**Reading passage**:
■ ■ ■ ■ ■
= Baumettes Prison =

Prison in Marseille, France

Baumettes Prison (also known as the Centre pénitentiaire de Marseille) is a prison in the 9th arrondissement of Marseille.

==Location==
The prison is named after the district of Les Baumettes. It is located at 239, chemin de Morgiou, in the 9th arrondissement of Marseille. This area was outside the city but has been absorbed as the city expanded.

==History==
It was built from 1933 to 1939. It contains sculptures designed by Antoine Sartorio. It opened in 1936, as three inner city jails were closed down.

The prison covers some 30,000 m^{2}. It contains 1,380 cells housing approximately 1,700 prisoners, mostly men, around a quarter of whom are not French. The site includes a unit for juvenile offenders, another for female prisoners, and a prison hospital.

A 10-year renovation project started in 2006. The project will cost approximately €133 million to improve standards of hygiene, safety and security. The first phase, from 2006 to 2010, involved renovations to the main entrances, watchtowers, visiting rooms, and the construction of a new mess hall and workshops. The prisoners' accommodation was renovated from 2009.
■ ■ ■ ■ ■
**Given records**:
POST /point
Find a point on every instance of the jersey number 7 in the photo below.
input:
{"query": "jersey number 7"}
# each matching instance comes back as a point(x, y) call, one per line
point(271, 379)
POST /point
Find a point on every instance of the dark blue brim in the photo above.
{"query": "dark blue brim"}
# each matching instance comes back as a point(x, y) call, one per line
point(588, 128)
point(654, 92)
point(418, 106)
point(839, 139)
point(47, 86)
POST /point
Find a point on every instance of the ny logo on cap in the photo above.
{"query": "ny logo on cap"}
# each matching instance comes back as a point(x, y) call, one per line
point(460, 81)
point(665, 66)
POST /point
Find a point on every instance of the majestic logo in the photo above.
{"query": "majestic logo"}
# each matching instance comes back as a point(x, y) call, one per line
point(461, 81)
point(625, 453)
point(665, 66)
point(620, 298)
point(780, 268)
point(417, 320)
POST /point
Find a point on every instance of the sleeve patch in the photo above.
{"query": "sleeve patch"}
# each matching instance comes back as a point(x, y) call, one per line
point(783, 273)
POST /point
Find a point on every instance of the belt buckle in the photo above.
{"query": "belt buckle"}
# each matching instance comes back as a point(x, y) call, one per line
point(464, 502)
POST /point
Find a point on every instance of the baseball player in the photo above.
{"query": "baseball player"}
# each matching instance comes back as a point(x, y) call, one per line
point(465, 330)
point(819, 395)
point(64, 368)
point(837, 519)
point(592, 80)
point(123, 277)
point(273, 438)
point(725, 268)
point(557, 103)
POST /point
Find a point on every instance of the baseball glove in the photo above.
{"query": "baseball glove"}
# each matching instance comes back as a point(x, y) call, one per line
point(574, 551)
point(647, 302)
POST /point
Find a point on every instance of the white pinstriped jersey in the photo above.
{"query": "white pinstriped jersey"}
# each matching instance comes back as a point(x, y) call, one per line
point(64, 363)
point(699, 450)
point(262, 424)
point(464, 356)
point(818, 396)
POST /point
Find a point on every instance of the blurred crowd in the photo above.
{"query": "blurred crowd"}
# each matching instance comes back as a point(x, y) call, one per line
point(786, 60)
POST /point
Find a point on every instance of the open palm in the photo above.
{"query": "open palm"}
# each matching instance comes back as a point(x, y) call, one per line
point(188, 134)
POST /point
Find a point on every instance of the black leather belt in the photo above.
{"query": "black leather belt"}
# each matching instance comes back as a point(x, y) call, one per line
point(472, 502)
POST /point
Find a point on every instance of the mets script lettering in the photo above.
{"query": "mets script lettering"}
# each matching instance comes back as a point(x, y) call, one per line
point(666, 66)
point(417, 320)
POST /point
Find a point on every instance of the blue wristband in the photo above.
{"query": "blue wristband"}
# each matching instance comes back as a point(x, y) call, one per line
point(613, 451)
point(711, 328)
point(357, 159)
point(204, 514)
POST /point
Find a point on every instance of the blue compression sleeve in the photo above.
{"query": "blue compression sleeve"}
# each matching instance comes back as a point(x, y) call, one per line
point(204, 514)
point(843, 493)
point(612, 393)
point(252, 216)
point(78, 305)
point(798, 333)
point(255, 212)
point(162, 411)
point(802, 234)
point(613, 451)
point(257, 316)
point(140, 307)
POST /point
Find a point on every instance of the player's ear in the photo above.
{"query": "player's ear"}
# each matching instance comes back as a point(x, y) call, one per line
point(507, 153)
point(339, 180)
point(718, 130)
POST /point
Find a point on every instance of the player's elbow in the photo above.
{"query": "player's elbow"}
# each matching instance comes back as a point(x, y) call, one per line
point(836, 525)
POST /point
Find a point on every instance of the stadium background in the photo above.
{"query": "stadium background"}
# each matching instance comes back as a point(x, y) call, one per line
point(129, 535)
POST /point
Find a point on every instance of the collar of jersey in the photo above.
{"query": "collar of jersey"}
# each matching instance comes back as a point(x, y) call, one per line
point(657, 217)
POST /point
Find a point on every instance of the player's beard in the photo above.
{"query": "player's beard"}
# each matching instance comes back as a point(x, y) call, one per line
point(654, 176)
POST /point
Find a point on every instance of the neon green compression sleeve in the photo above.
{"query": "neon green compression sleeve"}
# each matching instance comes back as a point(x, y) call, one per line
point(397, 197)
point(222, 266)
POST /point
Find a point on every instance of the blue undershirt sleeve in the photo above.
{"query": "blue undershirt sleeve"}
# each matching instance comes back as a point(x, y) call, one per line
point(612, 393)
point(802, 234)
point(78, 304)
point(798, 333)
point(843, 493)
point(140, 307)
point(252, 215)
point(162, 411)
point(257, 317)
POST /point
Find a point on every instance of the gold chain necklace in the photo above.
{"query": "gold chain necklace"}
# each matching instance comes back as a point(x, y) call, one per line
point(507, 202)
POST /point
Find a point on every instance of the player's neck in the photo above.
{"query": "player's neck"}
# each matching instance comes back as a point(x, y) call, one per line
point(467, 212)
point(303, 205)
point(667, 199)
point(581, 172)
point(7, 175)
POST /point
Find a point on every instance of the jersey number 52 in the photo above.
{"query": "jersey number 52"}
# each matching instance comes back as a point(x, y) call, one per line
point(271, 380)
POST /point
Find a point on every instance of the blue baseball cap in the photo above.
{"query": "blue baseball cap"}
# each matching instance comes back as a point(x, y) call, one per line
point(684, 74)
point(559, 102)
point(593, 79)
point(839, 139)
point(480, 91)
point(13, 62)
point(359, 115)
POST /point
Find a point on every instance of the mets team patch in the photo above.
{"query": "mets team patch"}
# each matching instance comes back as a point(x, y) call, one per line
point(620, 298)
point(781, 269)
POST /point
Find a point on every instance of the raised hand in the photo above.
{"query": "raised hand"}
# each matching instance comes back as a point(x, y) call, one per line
■ ■ ■ ■ ■
**Questions on the material**:
**A.** In one to three sentences, explain why the Baumettes Prison article says the roughly €133 million renovation project was undertaken.
**B.** Reproduce the passage of the Baumettes Prison article starting at "Prison in Marseille, France" and ending at "were closed down.".

**Task-by-task solutions**:
**A.** The renovation project was undertaken to improve standards of hygiene, safety and security at the prison.

**B.**
Prison in Marseille, France

Baumettes Prison (also known as the Centre pénitentiaire de Marseille) is a prison in the 9th arrondissement of Marseille.

==Location==
The prison is named after the district of Les Baumettes. It is located at 239, chemin de Morgiou, in the 9th arrondissement of Marseille. This area was outside the city but has been absorbed as the city expanded.

==History==
It was built from 1933 to 1939. It contains sculptures designed by Antoine Sartorio. It opened in 1936, as three inner city jails were closed down.